**MATERIAL PROVIDED**

○ ○ ○

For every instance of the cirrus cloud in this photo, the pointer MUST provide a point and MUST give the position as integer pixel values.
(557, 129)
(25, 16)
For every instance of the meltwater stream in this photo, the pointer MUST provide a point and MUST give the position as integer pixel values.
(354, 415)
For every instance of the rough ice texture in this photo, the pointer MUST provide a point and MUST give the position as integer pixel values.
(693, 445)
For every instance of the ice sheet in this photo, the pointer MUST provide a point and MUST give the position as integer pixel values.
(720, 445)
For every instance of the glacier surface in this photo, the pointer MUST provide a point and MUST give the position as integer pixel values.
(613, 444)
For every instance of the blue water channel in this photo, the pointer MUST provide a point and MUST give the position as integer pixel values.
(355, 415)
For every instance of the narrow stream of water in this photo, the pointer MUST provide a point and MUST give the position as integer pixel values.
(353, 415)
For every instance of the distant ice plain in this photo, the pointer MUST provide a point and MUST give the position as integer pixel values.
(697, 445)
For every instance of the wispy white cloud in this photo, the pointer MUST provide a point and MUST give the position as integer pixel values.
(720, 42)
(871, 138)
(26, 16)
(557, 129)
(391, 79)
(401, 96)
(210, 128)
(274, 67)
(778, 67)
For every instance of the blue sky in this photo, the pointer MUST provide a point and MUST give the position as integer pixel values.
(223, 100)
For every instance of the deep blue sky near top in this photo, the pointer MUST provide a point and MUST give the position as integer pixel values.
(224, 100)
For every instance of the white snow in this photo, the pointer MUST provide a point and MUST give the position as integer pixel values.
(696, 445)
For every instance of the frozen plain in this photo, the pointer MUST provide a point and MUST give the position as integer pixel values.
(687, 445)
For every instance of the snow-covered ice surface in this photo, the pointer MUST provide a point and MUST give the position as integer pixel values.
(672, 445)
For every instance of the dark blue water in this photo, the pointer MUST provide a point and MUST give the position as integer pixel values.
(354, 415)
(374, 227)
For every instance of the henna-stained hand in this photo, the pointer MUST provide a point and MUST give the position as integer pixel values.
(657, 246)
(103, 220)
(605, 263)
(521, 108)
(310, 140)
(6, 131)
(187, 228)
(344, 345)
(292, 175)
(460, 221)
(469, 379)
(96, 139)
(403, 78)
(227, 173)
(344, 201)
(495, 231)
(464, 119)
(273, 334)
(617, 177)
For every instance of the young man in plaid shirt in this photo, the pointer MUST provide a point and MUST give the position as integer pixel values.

○ ○ ○

**GIVEN PROBLEM**
Output all of the data again, exactly.

**ANSWER TO THIS EXERCISE**
For every instance of the cirrus cloud in this photo, the pointer MUST provide a point and MUST give the position as integer pixel values.
(557, 129)
(25, 16)
For every instance of the meltwater stream in this photo, the pointer MUST provide a point and MUST give the position as integer pixel values.
(354, 415)
For every instance of the rough ice texture in this photo, the pointer MUST provide a point and MUST give the position as integer pixel values.
(693, 445)
For every instance of the ice sheet in this photo, the pointer MUST provide a point and MUST give the position as integer pixel values.
(720, 445)
For every instance of the glacier surface in this photo, the pointer MUST provide a point and MUST give the position as integer pixel values.
(613, 444)
For every instance of the blue water channel in this photo, the pointer MUST provide a point and MUST give the position as integer pixel values.
(355, 415)
For every instance of the narrow stream of water in this photo, the pointer MUST provide a point and MUST give the position as integer pixel values.
(353, 415)
For every instance of the distant ice plain in this photo, the pointer MUST provide a point and MUST give the position as integer pixel values.
(697, 445)
For every instance of the wispy white cloud in this photo, the pointer MUST provide a point and MUST give the position as integer pixel values.
(720, 42)
(871, 138)
(26, 16)
(557, 129)
(391, 79)
(401, 96)
(210, 128)
(274, 67)
(778, 67)
For every instance of the blue sky in this photo, the pointer MUST provide a point and MUST give the position as integer pixel values.
(223, 100)
For every instance of the deep blue sky near top in this photo, the pointer MUST provide a point and MUST give the position as integer pixel values.
(224, 100)
For every instance of the white snow in this photo, the pointer MUST provide a point and MUST give the position as integer pixel values.
(696, 445)
For every instance of the frozen plain in this photo, the pointer MUST provide a point and MUST give the position as integer pixel values.
(687, 445)
For every instance of the snow-covered ice surface in this photo, the pointer MUST provide a point and MUST give the position as integer pixel values.
(672, 445)
For every instance of the dark blue water in this photo, the pointer MUST provide a point and MUST give the position as integer pixel values.
(354, 415)
(374, 227)
For every instance of the henna-stained hand in this photo, the pointer MUST provide a point and MUST give the position as integer pixel values.
(657, 246)
(103, 220)
(605, 263)
(521, 108)
(310, 140)
(6, 131)
(187, 228)
(344, 345)
(292, 175)
(460, 221)
(469, 379)
(96, 139)
(403, 78)
(227, 173)
(344, 201)
(495, 231)
(464, 119)
(273, 334)
(617, 177)
For every instance of the young man in plaid shirt in this photo, the pointer MUST provide a point and MUST give the position as integer pixel values.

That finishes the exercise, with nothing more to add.